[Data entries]
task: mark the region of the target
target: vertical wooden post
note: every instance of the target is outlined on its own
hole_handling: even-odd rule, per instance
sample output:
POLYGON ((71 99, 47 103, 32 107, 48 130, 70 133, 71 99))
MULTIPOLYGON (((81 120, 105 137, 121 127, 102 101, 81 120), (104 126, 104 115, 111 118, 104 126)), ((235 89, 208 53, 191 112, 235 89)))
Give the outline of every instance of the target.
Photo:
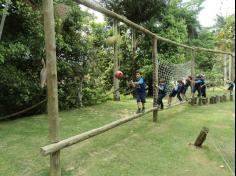
POLYGON ((194 51, 190 50, 191 55, 191 76, 194 77, 195 75, 195 58, 194 58, 194 51))
MULTIPOLYGON (((118 21, 116 19, 113 19, 113 36, 116 38, 118 37, 118 21)), ((113 100, 114 101, 120 101, 120 91, 119 91, 119 79, 115 77, 116 72, 119 70, 119 61, 118 61, 118 38, 117 41, 114 42, 113 48, 114 48, 114 66, 113 66, 113 87, 114 87, 114 93, 113 93, 113 100)))
MULTIPOLYGON (((157 60, 157 39, 153 37, 152 48, 152 62, 153 62, 153 106, 157 105, 158 96, 158 60, 157 60)), ((153 111, 153 122, 157 121, 158 110, 153 111)))
POLYGON ((227 59, 226 56, 224 56, 224 82, 226 83, 227 77, 227 59))
POLYGON ((231 71, 231 81, 235 81, 235 55, 231 55, 232 60, 232 71, 231 71))
MULTIPOLYGON (((59 120, 53 0, 43 0, 43 11, 47 69, 49 138, 51 143, 55 143, 59 141, 59 120)), ((60 175, 60 151, 57 151, 50 155, 50 176, 60 175)))
POLYGON ((232 81, 232 57, 228 55, 229 60, 229 80, 232 81))
POLYGON ((136 49, 137 49, 137 31, 132 28, 132 79, 136 79, 136 49))
POLYGON ((0 40, 2 38, 2 31, 5 23, 5 19, 7 17, 7 14, 3 12, 2 19, 1 19, 1 24, 0 24, 0 40))

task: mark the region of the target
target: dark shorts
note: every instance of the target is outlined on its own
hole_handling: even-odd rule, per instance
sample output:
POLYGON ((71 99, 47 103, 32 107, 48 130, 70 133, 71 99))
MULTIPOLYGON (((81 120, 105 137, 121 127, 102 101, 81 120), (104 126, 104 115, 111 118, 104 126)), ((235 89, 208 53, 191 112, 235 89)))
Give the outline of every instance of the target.
POLYGON ((186 90, 187 90, 187 88, 185 86, 182 86, 180 88, 180 93, 185 94, 186 90))
POLYGON ((173 89, 173 90, 170 92, 169 97, 175 97, 176 94, 177 94, 177 91, 173 89))
POLYGON ((234 89, 234 87, 233 87, 233 86, 228 88, 228 90, 233 90, 233 89, 234 89))
POLYGON ((137 93, 137 102, 146 103, 146 93, 137 93))

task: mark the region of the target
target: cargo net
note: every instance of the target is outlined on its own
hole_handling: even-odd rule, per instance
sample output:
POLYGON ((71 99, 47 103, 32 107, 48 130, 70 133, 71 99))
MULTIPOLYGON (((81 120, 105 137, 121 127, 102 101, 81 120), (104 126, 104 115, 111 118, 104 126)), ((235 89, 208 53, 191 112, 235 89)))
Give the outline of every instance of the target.
POLYGON ((159 60, 158 77, 169 82, 183 80, 191 74, 191 61, 173 64, 165 60, 159 60))

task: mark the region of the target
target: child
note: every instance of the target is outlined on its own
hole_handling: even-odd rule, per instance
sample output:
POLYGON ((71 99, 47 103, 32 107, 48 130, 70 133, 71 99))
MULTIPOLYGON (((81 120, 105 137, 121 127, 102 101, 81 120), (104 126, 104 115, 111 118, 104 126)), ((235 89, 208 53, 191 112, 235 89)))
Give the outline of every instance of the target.
POLYGON ((188 87, 190 86, 191 87, 191 80, 192 80, 192 77, 191 76, 188 76, 186 79, 185 79, 185 83, 182 87, 182 90, 180 90, 180 93, 181 93, 181 96, 183 98, 183 100, 188 100, 188 98, 186 97, 186 92, 188 90, 188 87))
POLYGON ((157 105, 161 106, 161 109, 164 108, 162 99, 166 96, 166 81, 160 80, 159 86, 158 86, 158 98, 157 98, 157 105))
POLYGON ((198 97, 201 96, 201 84, 202 80, 200 76, 197 76, 195 81, 192 81, 192 97, 195 96, 195 92, 198 92, 198 97))
POLYGON ((234 83, 232 81, 228 81, 228 86, 229 94, 232 95, 232 92, 234 90, 234 83))
POLYGON ((136 99, 138 110, 136 113, 145 112, 145 103, 146 103, 146 91, 145 91, 145 81, 141 76, 140 71, 136 71, 136 82, 131 81, 132 86, 136 89, 136 99), (142 109, 141 109, 142 104, 142 109))
POLYGON ((202 97, 206 98, 206 83, 205 83, 205 75, 201 75, 201 94, 202 97))
POLYGON ((175 97, 176 95, 177 95, 178 100, 180 102, 182 102, 182 98, 180 96, 180 90, 181 90, 182 86, 183 86, 182 80, 178 80, 176 87, 173 88, 172 91, 169 94, 168 106, 171 106, 172 97, 175 97))

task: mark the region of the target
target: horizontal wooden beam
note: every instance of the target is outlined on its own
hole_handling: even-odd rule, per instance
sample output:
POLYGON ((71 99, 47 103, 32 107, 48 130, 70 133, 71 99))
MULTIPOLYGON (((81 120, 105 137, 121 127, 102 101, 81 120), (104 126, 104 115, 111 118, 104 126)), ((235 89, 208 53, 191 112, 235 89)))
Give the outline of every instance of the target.
POLYGON ((104 133, 104 132, 106 132, 106 131, 108 131, 112 128, 115 128, 115 127, 121 125, 121 124, 124 124, 126 122, 131 121, 131 120, 134 120, 138 117, 144 116, 145 114, 150 113, 154 110, 157 110, 157 107, 151 108, 151 109, 147 110, 144 113, 136 114, 136 115, 133 115, 131 117, 125 117, 125 118, 116 120, 114 122, 111 122, 107 125, 104 125, 100 128, 92 129, 90 131, 87 131, 87 132, 81 133, 79 135, 72 136, 70 138, 59 141, 57 143, 53 143, 53 144, 41 147, 41 154, 44 155, 44 156, 52 154, 52 153, 54 153, 56 151, 59 151, 63 148, 69 147, 73 144, 79 143, 79 142, 84 141, 86 139, 89 139, 91 137, 97 136, 101 133, 104 133))
POLYGON ((213 52, 213 53, 218 53, 218 54, 228 54, 228 55, 232 55, 233 56, 233 53, 230 53, 230 52, 225 52, 225 51, 219 51, 219 50, 212 50, 212 49, 206 49, 206 48, 200 48, 200 47, 190 47, 190 46, 187 46, 187 45, 184 45, 184 44, 181 44, 181 43, 177 43, 177 42, 174 42, 172 40, 169 40, 167 38, 164 38, 164 37, 160 37, 158 35, 156 35, 155 33, 149 31, 148 29, 128 20, 126 17, 124 16, 121 16, 121 15, 118 15, 117 13, 115 12, 112 12, 102 6, 100 6, 99 4, 91 1, 91 0, 76 0, 76 2, 78 2, 79 4, 82 4, 88 8, 91 8, 95 11, 98 11, 106 16, 109 16, 111 18, 115 18, 125 24, 127 24, 128 26, 131 26, 132 28, 135 28, 145 34, 148 34, 148 35, 151 35, 152 37, 156 37, 157 39, 159 39, 160 41, 163 41, 163 42, 166 42, 166 43, 170 43, 170 44, 173 44, 173 45, 176 45, 176 46, 180 46, 180 47, 184 47, 184 48, 188 48, 188 49, 191 49, 191 50, 194 50, 194 51, 206 51, 206 52, 213 52))

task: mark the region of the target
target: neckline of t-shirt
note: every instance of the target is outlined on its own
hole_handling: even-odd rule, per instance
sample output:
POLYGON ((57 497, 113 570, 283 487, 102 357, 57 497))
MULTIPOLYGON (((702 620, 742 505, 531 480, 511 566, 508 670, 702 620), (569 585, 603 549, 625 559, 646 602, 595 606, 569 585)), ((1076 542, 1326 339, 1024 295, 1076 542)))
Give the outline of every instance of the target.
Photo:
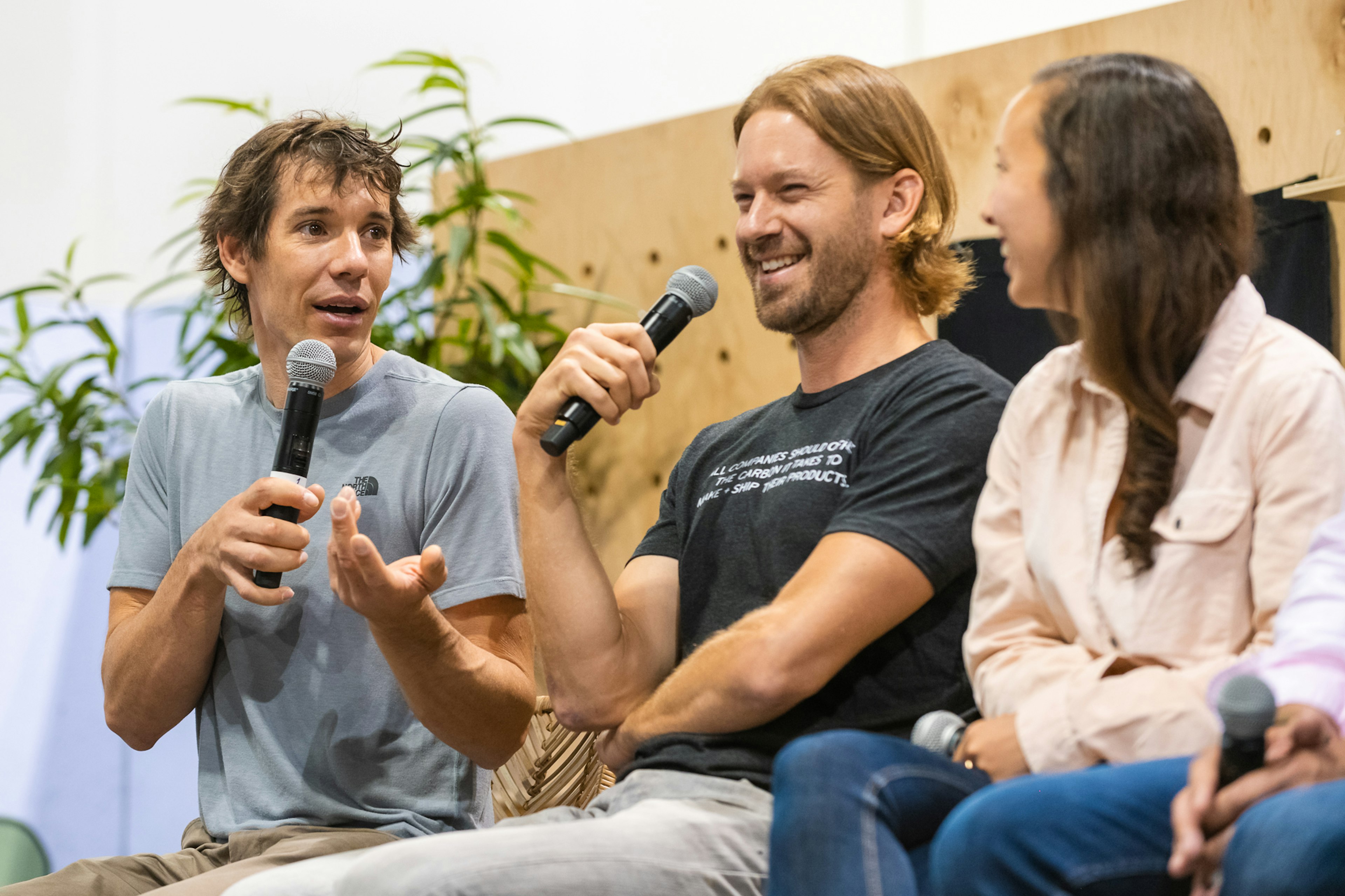
MULTIPOLYGON (((324 398, 323 413, 319 416, 319 420, 327 420, 328 417, 335 417, 339 413, 344 413, 346 410, 350 409, 351 405, 359 401, 360 396, 373 389, 374 383, 378 379, 382 379, 383 374, 389 373, 389 367, 391 367, 394 362, 389 361, 385 365, 383 361, 390 358, 391 355, 401 357, 398 352, 390 348, 383 351, 383 355, 374 362, 374 366, 371 366, 364 373, 363 377, 351 383, 348 389, 343 389, 331 398, 324 398)), ((257 401, 258 404, 261 404, 262 409, 268 413, 268 416, 270 416, 270 418, 278 424, 280 417, 284 413, 284 408, 277 408, 276 405, 270 404, 270 398, 266 397, 266 377, 261 371, 261 365, 257 366, 257 401)))
POLYGON ((851 377, 845 382, 838 382, 830 389, 823 389, 822 391, 803 391, 803 385, 800 383, 799 386, 795 387, 794 394, 790 396, 790 404, 792 404, 795 408, 816 408, 819 405, 824 405, 833 398, 843 396, 851 389, 857 389, 872 379, 877 379, 884 374, 892 373, 897 367, 909 363, 919 355, 928 354, 927 350, 933 351, 932 348, 929 348, 929 346, 943 346, 943 344, 948 343, 946 343, 943 339, 931 339, 924 344, 916 346, 907 354, 893 358, 885 365, 878 365, 873 370, 866 370, 858 377, 851 377))

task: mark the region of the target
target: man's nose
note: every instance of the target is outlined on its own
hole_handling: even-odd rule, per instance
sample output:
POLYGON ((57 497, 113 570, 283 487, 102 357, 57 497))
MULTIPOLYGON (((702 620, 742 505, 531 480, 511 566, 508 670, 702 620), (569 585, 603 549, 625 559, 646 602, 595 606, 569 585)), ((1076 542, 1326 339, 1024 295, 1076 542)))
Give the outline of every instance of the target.
POLYGON ((757 194, 745 213, 738 215, 738 242, 760 242, 781 233, 779 209, 769 196, 757 194))
POLYGON ((369 256, 364 254, 364 244, 359 233, 350 231, 336 241, 336 254, 332 258, 334 277, 362 278, 369 273, 369 256))

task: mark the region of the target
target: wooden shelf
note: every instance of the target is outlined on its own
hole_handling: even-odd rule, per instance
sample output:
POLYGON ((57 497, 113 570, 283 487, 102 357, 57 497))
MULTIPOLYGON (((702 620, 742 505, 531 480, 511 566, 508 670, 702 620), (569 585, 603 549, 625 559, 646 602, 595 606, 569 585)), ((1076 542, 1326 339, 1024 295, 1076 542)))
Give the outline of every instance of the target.
POLYGON ((1315 199, 1317 202, 1345 202, 1345 175, 1309 180, 1284 187, 1286 199, 1315 199))

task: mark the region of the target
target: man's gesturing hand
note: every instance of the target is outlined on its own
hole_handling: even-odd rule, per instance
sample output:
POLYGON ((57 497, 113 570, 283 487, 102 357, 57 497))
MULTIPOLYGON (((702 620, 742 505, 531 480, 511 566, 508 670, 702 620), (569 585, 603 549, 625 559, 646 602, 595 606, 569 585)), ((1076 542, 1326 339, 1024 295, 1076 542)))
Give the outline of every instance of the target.
POLYGON ((284 479, 264 476, 247 491, 234 495, 206 521, 183 550, 191 550, 221 585, 230 585, 254 604, 282 604, 295 596, 291 588, 258 588, 254 569, 289 572, 308 560, 308 530, 299 523, 262 517, 272 505, 296 507, 299 523, 323 506, 323 487, 301 488, 284 479))
POLYGON ((332 499, 327 570, 340 601, 371 623, 395 622, 448 578, 444 552, 430 545, 420 556, 385 564, 369 535, 359 534, 359 499, 346 486, 332 499))
POLYGON ((656 355, 650 334, 636 323, 589 324, 570 331, 518 409, 515 435, 535 448, 572 396, 593 405, 609 424, 619 422, 621 414, 659 390, 656 355))

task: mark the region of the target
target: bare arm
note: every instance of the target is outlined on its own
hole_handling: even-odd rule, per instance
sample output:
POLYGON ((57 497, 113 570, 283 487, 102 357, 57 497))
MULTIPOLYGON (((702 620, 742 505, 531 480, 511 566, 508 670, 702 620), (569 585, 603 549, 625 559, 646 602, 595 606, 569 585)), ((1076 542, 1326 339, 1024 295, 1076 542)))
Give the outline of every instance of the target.
POLYGON ((261 510, 299 507, 304 522, 321 502, 321 486, 258 479, 187 539, 157 589, 112 589, 102 654, 108 728, 133 749, 149 749, 186 718, 210 677, 225 588, 253 603, 284 603, 295 592, 257 588, 252 570, 289 572, 308 558, 308 531, 261 510))
POLYGON ((514 457, 529 612, 560 720, 572 729, 619 725, 677 658, 678 562, 632 560, 613 588, 565 476, 538 437, 569 396, 616 422, 658 390, 654 346, 638 324, 576 330, 519 408, 514 457))
POLYGON ((823 537, 771 604, 705 642, 604 737, 604 761, 624 766, 640 743, 663 733, 771 721, 932 595, 929 580, 889 545, 857 533, 823 537))
POLYGON ((332 500, 327 562, 332 591, 364 616, 406 704, 430 733, 483 768, 523 744, 533 716, 533 639, 523 601, 483 597, 440 612, 430 595, 447 578, 444 553, 383 564, 359 534, 359 500, 332 500))

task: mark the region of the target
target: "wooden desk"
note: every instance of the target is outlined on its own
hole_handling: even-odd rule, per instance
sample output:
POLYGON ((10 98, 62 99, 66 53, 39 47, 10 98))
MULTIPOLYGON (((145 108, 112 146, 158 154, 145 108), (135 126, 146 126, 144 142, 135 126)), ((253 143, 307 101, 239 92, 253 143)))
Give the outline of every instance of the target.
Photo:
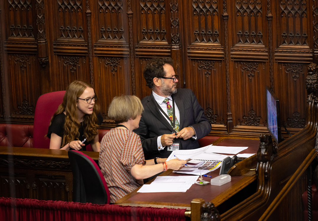
MULTIPOLYGON (((240 153, 255 153, 259 148, 259 141, 258 138, 233 138, 231 137, 222 137, 213 142, 214 145, 219 146, 249 146, 249 148, 240 153)), ((256 156, 249 158, 249 160, 253 159, 256 160, 256 156)), ((244 163, 244 161, 238 163, 244 163)), ((255 167, 256 163, 254 164, 255 167)), ((169 170, 160 176, 183 176, 186 174, 172 172, 169 170)), ((216 177, 218 175, 219 169, 209 173, 207 175, 216 177)), ((137 193, 140 189, 130 193, 120 199, 115 203, 122 205, 152 206, 168 208, 185 208, 190 210, 191 201, 195 198, 202 198, 205 202, 212 203, 218 206, 229 199, 256 180, 255 175, 252 176, 236 176, 232 177, 231 182, 220 186, 210 184, 200 186, 192 185, 185 192, 137 193)), ((211 178, 204 177, 204 180, 209 181, 211 178)), ((149 182, 151 183, 154 179, 149 182)), ((253 190, 254 192, 256 190, 253 190)))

▶ [Exercise]: Copy the lines of the listing above verbatim, starting at its first line and ending at the line containing "MULTIPOLYGON (((157 60, 157", with both included. Omit the pictures from your copy.

▶ [Written solution]:
task: mark the region of the target
target: vertical wooden post
note: every instance of the target is outlined on its own
hole_handling: even-odd rule, per instance
sample output:
POLYGON ((71 99, 47 103, 32 107, 48 130, 70 133, 71 99))
MULTIPOLYGON (((81 120, 105 137, 121 127, 102 101, 81 120), (104 126, 104 115, 111 118, 104 126)), ((235 89, 208 53, 191 112, 235 89)))
Give the outline of every instance of the target.
Photo:
POLYGON ((194 51, 190 50, 191 55, 191 76, 194 77, 195 75, 195 58, 194 58, 194 51))
MULTIPOLYGON (((118 21, 116 19, 113 19, 113 36, 116 38, 118 37, 118 21)), ((113 100, 114 101, 120 101, 120 91, 119 91, 119 79, 115 77, 116 72, 119 70, 119 61, 118 61, 118 38, 117 41, 114 42, 113 48, 114 48, 114 66, 113 66, 113 87, 114 87, 114 93, 113 93, 113 100)))
MULTIPOLYGON (((157 60, 157 39, 153 37, 152 48, 152 62, 153 62, 153 106, 157 105, 158 96, 158 60, 157 60)), ((153 111, 153 122, 157 121, 158 110, 153 111)))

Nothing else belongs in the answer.